#### Written request
Write out, word for word, the lines of the material below from the line that contains "the banana shown in this photo." through the line that contains "(672, 1192)", including both of those lines.

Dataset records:
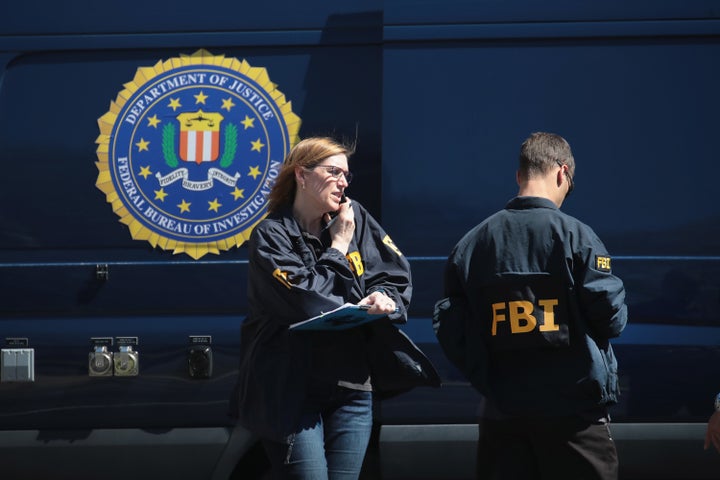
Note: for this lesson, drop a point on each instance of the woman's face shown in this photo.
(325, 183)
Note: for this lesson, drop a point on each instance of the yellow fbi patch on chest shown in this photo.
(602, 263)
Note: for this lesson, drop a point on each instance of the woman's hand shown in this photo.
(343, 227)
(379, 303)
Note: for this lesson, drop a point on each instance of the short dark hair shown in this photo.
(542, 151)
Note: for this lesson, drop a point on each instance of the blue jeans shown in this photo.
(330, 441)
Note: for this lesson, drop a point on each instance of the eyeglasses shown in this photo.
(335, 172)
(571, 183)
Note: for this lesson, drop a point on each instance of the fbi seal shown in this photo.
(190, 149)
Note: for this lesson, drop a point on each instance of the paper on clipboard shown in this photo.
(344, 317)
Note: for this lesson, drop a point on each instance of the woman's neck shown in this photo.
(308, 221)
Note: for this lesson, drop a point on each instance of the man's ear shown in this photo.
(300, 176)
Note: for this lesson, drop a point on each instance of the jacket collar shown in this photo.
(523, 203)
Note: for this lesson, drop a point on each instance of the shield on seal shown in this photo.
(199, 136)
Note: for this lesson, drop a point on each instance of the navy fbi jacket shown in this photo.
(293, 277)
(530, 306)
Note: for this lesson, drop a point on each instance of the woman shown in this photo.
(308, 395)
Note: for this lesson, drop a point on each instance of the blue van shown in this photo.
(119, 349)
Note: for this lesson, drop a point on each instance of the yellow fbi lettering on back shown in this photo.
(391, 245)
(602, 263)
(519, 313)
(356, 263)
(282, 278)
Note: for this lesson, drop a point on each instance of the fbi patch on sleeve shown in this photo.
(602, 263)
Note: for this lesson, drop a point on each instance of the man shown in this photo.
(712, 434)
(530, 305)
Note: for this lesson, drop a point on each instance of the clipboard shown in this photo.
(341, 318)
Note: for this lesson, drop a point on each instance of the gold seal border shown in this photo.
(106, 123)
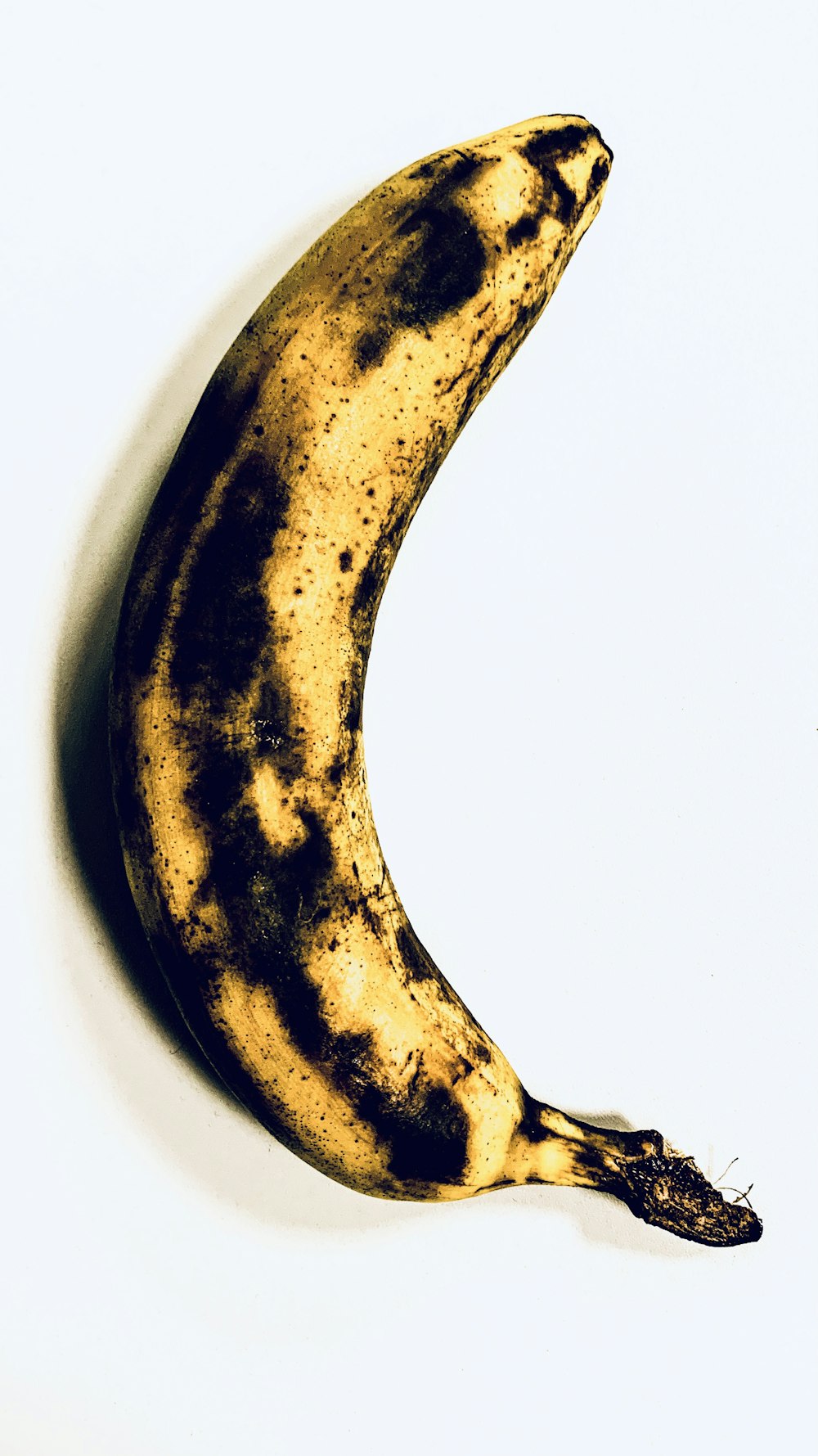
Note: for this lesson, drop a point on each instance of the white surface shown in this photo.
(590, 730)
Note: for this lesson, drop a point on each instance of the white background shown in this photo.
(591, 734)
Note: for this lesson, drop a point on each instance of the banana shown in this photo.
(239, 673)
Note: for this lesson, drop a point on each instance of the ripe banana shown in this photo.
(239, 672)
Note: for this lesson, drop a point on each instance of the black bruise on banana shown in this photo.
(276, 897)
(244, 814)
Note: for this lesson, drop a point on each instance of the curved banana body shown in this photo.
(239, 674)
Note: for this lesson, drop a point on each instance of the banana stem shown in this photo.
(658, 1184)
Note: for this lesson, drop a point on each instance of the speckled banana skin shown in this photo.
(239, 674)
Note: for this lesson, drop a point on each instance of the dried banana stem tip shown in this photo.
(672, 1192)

* * *

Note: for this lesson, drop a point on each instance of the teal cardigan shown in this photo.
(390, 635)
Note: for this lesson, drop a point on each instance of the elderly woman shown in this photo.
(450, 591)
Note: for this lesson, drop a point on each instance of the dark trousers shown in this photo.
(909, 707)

#### Exercise output
Note: for this lesson, drop a point on each instance of the banana shown in this photo.
(239, 673)
Note: for this lesson, drop a point on each instance of the ripe banana shown in this photo.
(239, 672)
Note: for this lesson, drop a point on each instance of the black bruise on banana shown in this photo.
(276, 897)
(244, 814)
Note: for this lesson, drop a point on each instance of the curved banana body shown in this photo.
(239, 674)
Note: for this lesson, drop a point on each instance of the banana stem shown in this photo.
(658, 1184)
Note: for this lesson, drop a point on each instance of the speckled banana skin shown in this photo.
(239, 674)
Note: for this lesson, drop a point on each instance of the dried banana stem tip shown in this photo.
(672, 1192)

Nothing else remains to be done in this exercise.